◆ EXERCISE OBJECTIVE
Quote verbatim the lines below, beginning with the line that contains "Expected: a single pin indicated on each instance of the black" and continuing through the final line.

(Photo object pointing records)
╭──

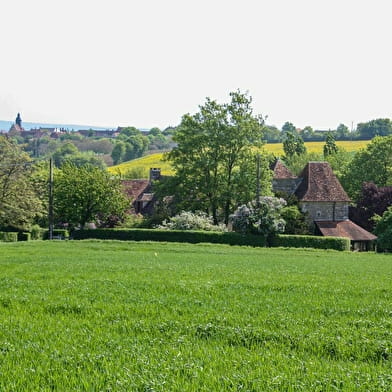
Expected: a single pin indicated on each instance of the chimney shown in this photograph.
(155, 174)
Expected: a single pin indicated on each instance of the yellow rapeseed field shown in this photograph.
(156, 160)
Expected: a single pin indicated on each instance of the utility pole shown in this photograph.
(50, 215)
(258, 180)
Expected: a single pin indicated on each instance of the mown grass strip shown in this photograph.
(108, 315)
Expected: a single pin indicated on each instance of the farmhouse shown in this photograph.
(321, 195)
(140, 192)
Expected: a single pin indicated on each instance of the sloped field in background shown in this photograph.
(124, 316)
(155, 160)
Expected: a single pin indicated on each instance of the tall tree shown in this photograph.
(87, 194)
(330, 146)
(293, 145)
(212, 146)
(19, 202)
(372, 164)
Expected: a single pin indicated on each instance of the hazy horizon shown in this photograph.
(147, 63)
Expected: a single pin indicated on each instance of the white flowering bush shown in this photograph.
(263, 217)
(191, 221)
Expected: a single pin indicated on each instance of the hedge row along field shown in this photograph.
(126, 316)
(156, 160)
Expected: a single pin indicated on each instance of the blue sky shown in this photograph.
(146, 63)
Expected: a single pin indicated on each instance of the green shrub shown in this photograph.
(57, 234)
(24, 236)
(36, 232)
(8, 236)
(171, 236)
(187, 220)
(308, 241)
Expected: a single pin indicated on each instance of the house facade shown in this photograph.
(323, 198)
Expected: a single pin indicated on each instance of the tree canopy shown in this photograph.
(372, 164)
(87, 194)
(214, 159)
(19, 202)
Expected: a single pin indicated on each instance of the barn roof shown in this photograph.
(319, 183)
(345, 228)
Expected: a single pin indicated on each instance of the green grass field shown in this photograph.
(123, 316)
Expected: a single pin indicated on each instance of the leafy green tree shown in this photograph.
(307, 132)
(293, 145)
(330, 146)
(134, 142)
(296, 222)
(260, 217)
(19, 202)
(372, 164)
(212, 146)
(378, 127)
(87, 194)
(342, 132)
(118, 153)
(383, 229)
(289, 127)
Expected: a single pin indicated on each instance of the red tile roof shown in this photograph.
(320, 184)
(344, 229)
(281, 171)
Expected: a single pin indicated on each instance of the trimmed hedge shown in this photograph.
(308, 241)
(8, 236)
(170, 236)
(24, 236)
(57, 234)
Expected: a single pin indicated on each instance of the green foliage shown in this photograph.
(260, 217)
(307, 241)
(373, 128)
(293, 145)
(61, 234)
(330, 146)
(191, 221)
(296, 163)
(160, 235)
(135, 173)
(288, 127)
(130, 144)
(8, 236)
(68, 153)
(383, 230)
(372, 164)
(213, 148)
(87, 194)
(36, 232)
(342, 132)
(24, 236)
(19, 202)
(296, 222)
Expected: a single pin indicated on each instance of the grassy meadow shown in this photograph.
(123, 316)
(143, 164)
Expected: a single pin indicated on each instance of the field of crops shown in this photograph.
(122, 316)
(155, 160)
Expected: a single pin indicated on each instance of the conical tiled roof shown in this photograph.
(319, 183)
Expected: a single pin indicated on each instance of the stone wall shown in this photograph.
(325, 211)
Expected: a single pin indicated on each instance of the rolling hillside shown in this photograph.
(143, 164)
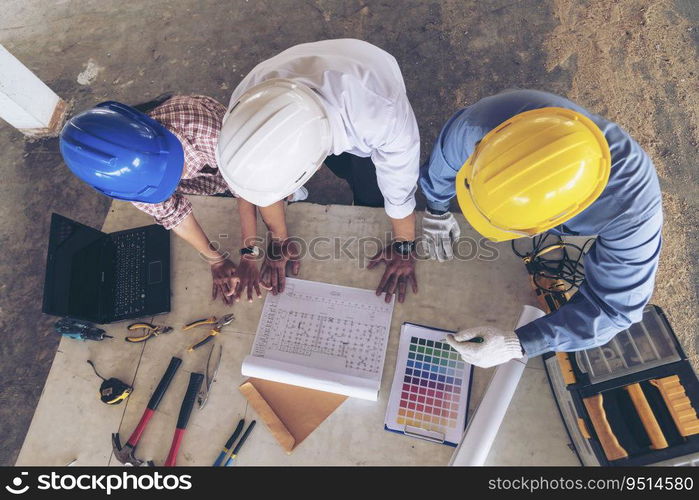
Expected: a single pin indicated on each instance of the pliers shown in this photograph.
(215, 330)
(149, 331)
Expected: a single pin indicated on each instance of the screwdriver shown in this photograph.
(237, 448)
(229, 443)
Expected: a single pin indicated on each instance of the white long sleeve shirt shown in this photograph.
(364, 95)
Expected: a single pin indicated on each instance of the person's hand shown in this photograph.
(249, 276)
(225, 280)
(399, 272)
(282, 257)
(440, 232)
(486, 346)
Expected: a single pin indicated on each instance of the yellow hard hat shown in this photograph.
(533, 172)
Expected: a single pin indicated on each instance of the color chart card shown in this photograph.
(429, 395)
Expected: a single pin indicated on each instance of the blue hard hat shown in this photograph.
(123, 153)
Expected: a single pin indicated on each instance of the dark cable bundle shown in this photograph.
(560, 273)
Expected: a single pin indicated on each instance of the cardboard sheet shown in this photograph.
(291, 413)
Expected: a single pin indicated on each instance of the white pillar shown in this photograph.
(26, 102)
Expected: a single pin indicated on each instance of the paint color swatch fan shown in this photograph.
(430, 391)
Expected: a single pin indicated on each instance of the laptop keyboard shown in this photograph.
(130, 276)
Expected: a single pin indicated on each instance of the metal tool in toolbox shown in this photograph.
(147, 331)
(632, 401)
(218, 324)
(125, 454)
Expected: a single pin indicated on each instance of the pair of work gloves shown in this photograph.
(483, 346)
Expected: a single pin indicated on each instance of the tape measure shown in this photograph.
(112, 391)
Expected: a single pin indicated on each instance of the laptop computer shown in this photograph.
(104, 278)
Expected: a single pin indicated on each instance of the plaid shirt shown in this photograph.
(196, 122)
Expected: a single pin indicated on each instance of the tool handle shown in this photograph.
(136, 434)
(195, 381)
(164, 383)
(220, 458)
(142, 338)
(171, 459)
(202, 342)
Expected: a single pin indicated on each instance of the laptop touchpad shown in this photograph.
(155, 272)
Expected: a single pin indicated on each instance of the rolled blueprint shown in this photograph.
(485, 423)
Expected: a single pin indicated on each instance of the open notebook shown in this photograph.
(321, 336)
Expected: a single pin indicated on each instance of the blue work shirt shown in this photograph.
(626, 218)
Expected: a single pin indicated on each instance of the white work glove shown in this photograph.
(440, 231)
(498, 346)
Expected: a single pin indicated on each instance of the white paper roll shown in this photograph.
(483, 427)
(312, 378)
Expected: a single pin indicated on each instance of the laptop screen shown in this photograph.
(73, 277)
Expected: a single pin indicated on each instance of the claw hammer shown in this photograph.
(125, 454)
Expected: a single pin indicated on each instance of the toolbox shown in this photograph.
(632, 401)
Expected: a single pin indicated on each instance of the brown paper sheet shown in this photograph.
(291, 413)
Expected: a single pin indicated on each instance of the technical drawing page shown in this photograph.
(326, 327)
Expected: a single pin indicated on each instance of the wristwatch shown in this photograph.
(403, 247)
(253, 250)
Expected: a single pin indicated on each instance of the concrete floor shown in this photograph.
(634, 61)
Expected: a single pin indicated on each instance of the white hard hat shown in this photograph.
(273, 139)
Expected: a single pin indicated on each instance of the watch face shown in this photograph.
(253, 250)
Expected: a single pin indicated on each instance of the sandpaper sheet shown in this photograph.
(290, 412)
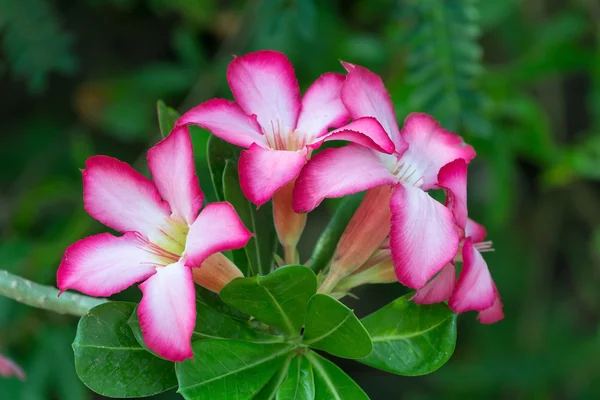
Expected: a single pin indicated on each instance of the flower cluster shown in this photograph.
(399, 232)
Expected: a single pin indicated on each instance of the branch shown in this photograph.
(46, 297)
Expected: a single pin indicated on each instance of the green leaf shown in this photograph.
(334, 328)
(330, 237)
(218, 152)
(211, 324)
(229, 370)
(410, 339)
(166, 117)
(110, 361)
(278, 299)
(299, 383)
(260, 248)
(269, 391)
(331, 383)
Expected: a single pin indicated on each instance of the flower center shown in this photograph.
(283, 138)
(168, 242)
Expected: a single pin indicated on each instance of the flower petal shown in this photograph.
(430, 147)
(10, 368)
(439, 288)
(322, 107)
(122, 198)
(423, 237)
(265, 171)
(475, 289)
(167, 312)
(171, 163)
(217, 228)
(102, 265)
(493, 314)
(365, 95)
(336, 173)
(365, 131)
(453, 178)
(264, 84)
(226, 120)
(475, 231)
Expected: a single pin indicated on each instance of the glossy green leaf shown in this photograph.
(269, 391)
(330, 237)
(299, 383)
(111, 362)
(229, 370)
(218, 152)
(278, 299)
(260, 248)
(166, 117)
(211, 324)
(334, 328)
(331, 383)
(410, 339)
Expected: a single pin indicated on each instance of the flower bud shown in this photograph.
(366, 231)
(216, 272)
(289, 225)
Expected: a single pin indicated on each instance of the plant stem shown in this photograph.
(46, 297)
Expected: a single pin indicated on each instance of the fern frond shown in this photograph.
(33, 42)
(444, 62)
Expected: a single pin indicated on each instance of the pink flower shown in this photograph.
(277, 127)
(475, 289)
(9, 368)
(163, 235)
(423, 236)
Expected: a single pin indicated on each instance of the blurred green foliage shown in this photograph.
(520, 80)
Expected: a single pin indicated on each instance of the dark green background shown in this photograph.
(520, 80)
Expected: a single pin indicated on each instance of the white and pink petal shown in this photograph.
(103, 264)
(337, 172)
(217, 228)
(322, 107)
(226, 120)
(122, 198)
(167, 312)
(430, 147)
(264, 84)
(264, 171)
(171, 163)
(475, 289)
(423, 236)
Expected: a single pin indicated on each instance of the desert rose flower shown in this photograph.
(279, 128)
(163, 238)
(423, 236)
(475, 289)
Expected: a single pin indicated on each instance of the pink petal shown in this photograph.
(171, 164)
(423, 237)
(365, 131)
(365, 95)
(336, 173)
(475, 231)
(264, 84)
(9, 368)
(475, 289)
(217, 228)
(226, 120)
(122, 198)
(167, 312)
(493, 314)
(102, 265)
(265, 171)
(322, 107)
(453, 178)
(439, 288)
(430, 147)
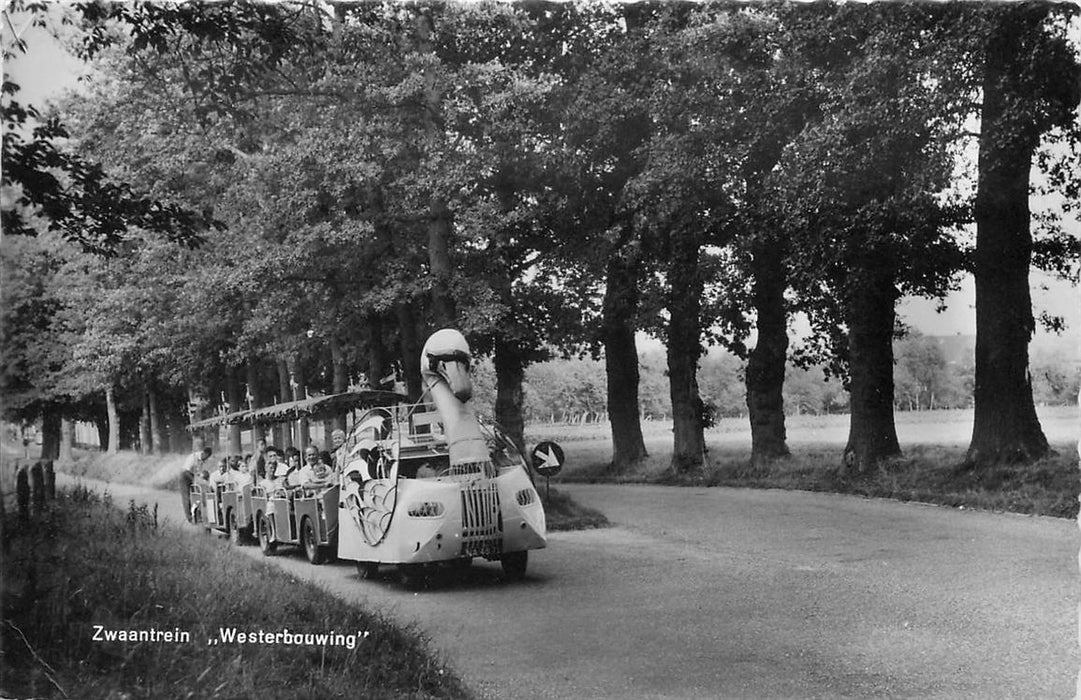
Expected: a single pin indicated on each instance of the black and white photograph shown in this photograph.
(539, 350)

╰──

◆ COMPLETED EXERCISE
Expected: a single pin indicated on each instance of the black and white photograph shown in this photograph.
(539, 350)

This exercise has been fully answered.